Required task: Repeat every line of the material, character for character.

Entries from a pointing dataset:
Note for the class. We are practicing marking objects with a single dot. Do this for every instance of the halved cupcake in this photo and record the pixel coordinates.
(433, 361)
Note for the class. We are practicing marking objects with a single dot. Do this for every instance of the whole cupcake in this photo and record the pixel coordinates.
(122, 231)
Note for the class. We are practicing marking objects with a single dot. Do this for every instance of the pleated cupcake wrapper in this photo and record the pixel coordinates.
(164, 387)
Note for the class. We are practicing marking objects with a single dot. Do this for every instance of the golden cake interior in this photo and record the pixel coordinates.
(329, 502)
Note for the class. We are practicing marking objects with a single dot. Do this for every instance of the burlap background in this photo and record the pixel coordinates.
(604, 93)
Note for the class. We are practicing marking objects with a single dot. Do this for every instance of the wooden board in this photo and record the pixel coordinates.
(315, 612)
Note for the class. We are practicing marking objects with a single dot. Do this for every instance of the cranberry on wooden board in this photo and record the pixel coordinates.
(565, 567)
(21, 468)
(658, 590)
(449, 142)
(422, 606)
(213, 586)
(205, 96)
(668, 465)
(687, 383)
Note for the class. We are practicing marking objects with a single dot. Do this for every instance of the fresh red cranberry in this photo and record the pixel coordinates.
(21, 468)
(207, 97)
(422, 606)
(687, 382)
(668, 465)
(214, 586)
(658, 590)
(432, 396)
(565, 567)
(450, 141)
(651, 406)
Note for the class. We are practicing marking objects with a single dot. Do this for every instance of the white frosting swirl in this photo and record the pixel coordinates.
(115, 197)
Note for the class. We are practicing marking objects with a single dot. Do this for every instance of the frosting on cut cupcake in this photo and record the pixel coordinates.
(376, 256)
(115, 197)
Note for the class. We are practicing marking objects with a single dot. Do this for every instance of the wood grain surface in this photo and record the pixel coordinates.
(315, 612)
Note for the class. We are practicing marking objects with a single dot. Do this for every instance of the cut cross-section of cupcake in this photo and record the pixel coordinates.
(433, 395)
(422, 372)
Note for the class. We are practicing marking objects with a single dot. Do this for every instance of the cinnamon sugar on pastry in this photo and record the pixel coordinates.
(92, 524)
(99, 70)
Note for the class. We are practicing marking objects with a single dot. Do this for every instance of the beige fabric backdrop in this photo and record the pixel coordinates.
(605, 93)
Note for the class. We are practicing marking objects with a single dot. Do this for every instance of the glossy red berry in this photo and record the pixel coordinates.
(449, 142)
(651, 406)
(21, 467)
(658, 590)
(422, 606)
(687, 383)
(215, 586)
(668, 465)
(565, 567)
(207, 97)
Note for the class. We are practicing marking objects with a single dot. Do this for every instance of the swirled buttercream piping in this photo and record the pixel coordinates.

The response:
Note for the class. We are practicing marking objects with a single dot. Do this for every instance of the halved cupcake in this photo and record the pixel coordinates.
(433, 361)
Note for the class. We are practicing marking objects with a single dot. Do this for every instance of the whole cupcake in this photo and record the pixel coordinates.
(122, 231)
Note for the class. We are practicing marking objects with a single dot. Do this for every instance of the pleated cupcake wrapper in this photo and record the pixel coordinates.
(164, 387)
Note for the class. We are practicing marking objects with a single dot. Do this for every instance of the golden cake interior in this photo and record the pixel coordinates.
(329, 502)
Note for the class. We are practicing marking objects with a single dot. Do this for every instance of the burlap background in this photo and record the pixel coordinates.
(604, 93)
Note for the class. We are practicing marking objects with a single dot. Do this for every instance of the wooden board in this photo and record the pixel coordinates.
(315, 612)
Note for the class. We are practicing marking objects with a single dot. Do this for every instance of the cranberry on wooden board in this photo and record the pixel coordinates.
(565, 567)
(21, 468)
(658, 590)
(449, 142)
(422, 606)
(213, 586)
(205, 96)
(668, 465)
(687, 383)
Note for the class. We are practicing marking objects with a single dot. Do this for every instance of the fresh red cranberry in this photo and record the pixel coordinates.
(21, 468)
(207, 97)
(422, 606)
(687, 382)
(668, 465)
(214, 586)
(658, 590)
(432, 396)
(565, 567)
(450, 141)
(651, 406)
Note for the class. We are practicing marking objects with a single dot. Do this for every instance of the white frosting swirl in this photo and record the pixel coordinates.
(115, 197)
Note for the class. We are practicing marking objects with a single dot. Do this for every instance of the frosting on cut cupcake in this photo and record the pixel coordinates.
(376, 256)
(115, 197)
Note for the class. We are practicing marking objects with a single dot. Do this for every instance of the wood grain surface in this photo and record the pixel coordinates.
(315, 612)
Note for the class. We are practicing marking objects with a single dot. Do this for every instance of the cut cross-section of cupcake in this photo and record the pixel coordinates.
(433, 395)
(422, 372)
Note for the class. We are practicing marking objects with a single dot. Do this for every instance of the cinnamon sugar on pastry in this photo and record the pixel coordinates.
(92, 524)
(99, 70)
Note for the class. We are practicing marking objects with a single dot. Do this for every instance of the beige fabric backdrop in this photo and record the pixel coordinates.
(605, 93)
Note for the class. We are practicing marking objects with a single dot. Do this for every instance of the glossy red berry in this photo and record the pixel coordinates.
(449, 142)
(651, 406)
(21, 467)
(658, 590)
(422, 606)
(687, 383)
(215, 586)
(668, 465)
(565, 567)
(207, 97)
Note for the class. We are practicing marking objects with a single dot. Do this for every instance of the swirled buttercream piping in this photo and record the pixel coordinates.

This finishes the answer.